Document segment
Use this page to check collection state, flush pending writes to disk, optimize storage after deletions, rebuild the HNSW index, and manage snapshots for backup and recovery.
Before you begin, make sure you have a running VectorAI DB instance and the Python client library installed (pip install actian-vectorai).
Get collection state
A collection can be in one of the following states:
- Ready. Collection is loaded into memory and available for operations.
- Loading. Collection is currently loading into memory.
- Closed. Collection exists on disk but is not loaded into memory.
- Error. Collection encountered an issue.
Use get_state() to retrieve the current state.
import asyncio
from actian_vectorai import AsyncVectorAIClient
async def main():
# Connect to VectorAI DB server
async with AsyncVectorAIClient("localhost:50051") as client:
# Get detailed collection state
state = await client.vde.get_state("my_collection")
print(f"Collection state: {state}")
asyncio.run(main())
The method returns one of the four states listed above.
Flush a collection
VectorAI DB writes data changes to disk asynchronously for performance. Flushing forces all pending writes to be persisted immediately, ensuring data durability. Use this operation in these situations:
- Before critical operations or backups.
- After large batch inserts.
- Before shutting down applications.
- When data durability is critical.
import asyncio
from actian_vectorai import AsyncVectorAIClient
async def main():
# Connect to VectorAI DB server
async with AsyncVectorAIClient("localhost:50051") as client:
# Insert data operations would go here
# ... insert operations ...
# Force flush to disk
await client.vde.flush("my_collection")
print("Collection flushed to disk")
asyncio.run(main())
Optimize a collection
When points are deleted from a collection, VectorAI DB marks them as deleted but does not immediately reclaim storage. Optimization compacts the collection by removing deleted points, reducing disk usage and improving index efficiency. Run optimization after large deletions or when storage usage is high.
import asyncio
from actian_vectorai import AsyncVectorAIClient
async def main():
# Connect to VectorAI DB server
async with AsyncVectorAIClient("localhost:50051") as client:
# Optimize collection (reclaim space from deleted points)
print("Optimizing collection...")
await client.vde.optimize("my_collection")
print("Optimization complete")
# Check stats after optimization
stats = await client.vde.get_stats("my_collection")
print(f"Stats after optimization: {stats}")
asyncio.run(main())
get_stats() returns the following fields after optimization.
total_points: Total number of points in the collection.
deleted_points: Number of points still pending cleanup.
segment_count: Number of storage segments in the collection.
index_size_bytes: Total size of the HNSW index in bytes.
Rebuild an index
Rebuilding creates a new HNSW index from scratch. This can restore search accuracy after large bulk updates and is required for HNSW parameter changes to take effect. Rebuild an index in these situations:
- After changing HNSW parameters.
- When search performance degrades significantly.
- After massive bulk updates.
- During scheduled maintenance windows.
import asyncio
from actian_vectorai import AsyncVectorAIClient
async def main():
# Connect to VectorAI DB server
async with AsyncVectorAIClient("localhost:50051") as client:
COLLECTION = "large_dataset"

Stated task 1
In the VectorAI DB maintenance page, shorten the paragraph that begins "When points are deleted from a collection" while keeping its main facts.
Stated task 2
Copy the VectorAI DB maintenance page word for word from "Use this page" to "backup and recovery.".
Stated task 3
Continue the VectorAI DB maintenance page from the point where it stops.

Listing

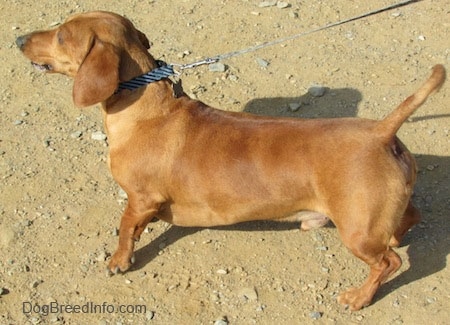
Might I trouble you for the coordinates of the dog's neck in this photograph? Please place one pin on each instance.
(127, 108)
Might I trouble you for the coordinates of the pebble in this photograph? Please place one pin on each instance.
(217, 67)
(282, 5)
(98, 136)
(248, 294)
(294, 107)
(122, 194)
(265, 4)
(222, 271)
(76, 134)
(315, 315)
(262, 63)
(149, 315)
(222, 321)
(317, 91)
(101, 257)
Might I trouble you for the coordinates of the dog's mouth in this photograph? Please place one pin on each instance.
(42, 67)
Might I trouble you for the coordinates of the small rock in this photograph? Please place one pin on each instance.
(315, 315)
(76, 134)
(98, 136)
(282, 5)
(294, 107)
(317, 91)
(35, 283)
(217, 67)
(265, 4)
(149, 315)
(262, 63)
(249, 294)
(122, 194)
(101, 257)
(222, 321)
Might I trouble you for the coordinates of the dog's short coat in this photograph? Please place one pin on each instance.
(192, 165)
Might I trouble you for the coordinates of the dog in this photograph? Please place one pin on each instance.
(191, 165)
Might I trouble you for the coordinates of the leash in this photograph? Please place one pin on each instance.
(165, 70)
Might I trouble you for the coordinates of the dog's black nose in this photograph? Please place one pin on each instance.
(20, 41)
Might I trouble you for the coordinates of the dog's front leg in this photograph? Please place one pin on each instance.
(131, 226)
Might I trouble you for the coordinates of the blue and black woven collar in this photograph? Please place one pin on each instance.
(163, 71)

--

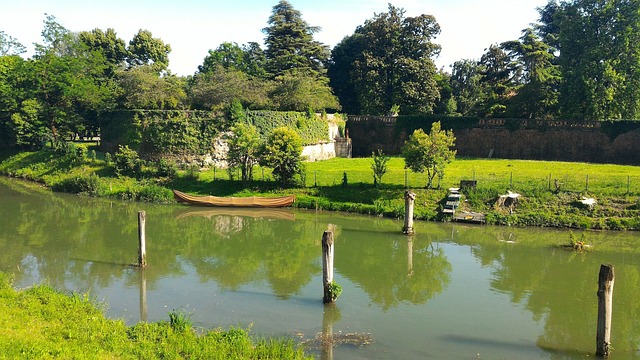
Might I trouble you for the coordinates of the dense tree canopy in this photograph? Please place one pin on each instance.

...

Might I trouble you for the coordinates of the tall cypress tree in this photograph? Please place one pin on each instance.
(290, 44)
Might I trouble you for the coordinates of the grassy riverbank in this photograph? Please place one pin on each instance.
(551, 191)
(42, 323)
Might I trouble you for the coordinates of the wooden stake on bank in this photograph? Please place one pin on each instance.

Task answer 1
VectorAI DB marks deleted points as deleted but does not reclaim their storage right away. Optimization compacts the collection by removing those points. This reduces disk usage and improves index efficiency. Run it after large deletions or when storage usage is high.

Task answer 2
Use this page to check collection state, flush pending writes to disk, optimize storage after deletions, rebuild the HNSW index, and manage snapshots for backup and recovery.

Task answer 3
# Start index rebuild
print("Starting index rebuild...")
task_id = await client.vde.rebuild_index(COLLECTION)
print(f"Rebuild task started: {task_id}")
# Monitor rebuild progress
while True:
# Get all rebuild tasks (returns tuple: tasks_list, total_count)
tasks_list, total = await client.vde.list_rebuild_tasks(collection_name=COLLECTION)
# Find current task by ID
current_task = next(
(t for t in tasks_list if t.task_id == task_id), None)
# Check if rebuild is complete
if not current_task or current_task.status == "completed":
print("\nIndex rebuild complete!")
break
# Display progress
progress = current_task.progress_percent
print(f"Progress: {progress:.1f}%", end='\r')
# Wait before checking again
await asyncio.sleep(1)
asyncio.run(main())
Manage snapshots
The following examples show how to create and load collection snapshots for backup and recovery.
import asyncio
from actian_vectorai import AsyncVectorAIClient
async def main():
# Connect to VectorAI DB server
async with AsyncVectorAIClient("localhost:50051") as client:
COLLECTION = "important_data"
# Save snapshot
snapshot_path = await client.vde.save_snapshot(
COLLECTION # LOCATION OF THE SNAPSHOT
)
print(f"Snapshot saved: {snapshot_path}")
# Later: restore from snapshot
await client.vde.load_snapshot(
COLLECTION
)
print("Collection restored from snapshot")
asyncio.run(main())
Snapshots support these scenarios:
- Regular backups.
- Testing with production data.
- Disaster recovery.
- Environment promotion across stages.
List rebuild tasks
The following example lists all ongoing index rebuild operations.
import asyncio
from actian_vectorai import AsyncVectorAIClient
async def main():
# Connect to VectorAI DB server
async with AsyncVectorAIClient("localhost:50051") as client:
# List all rebuild tasks
tasks = await client.vde.list_rebuild_tasks()
if not tasks:
print("No rebuild tasks running")
else:
print(f"Active rebuild tasks: {len(tasks)}\n")
for task in tasks:
# Display task details
print(f"Task ID: {task.task_id}")
print(f" Collection: {task.collection_name}")
print(f" Status: {task.status}")
print(f" Progress: {task.progress_percent:.1f}%")
print(f" Started: {task.start_time}")
print()
asyncio.run(main())
Each task includes these fields.
task_id: Unique identifier for the rebuild task.
collection_name: Name of the collection being rebuilt.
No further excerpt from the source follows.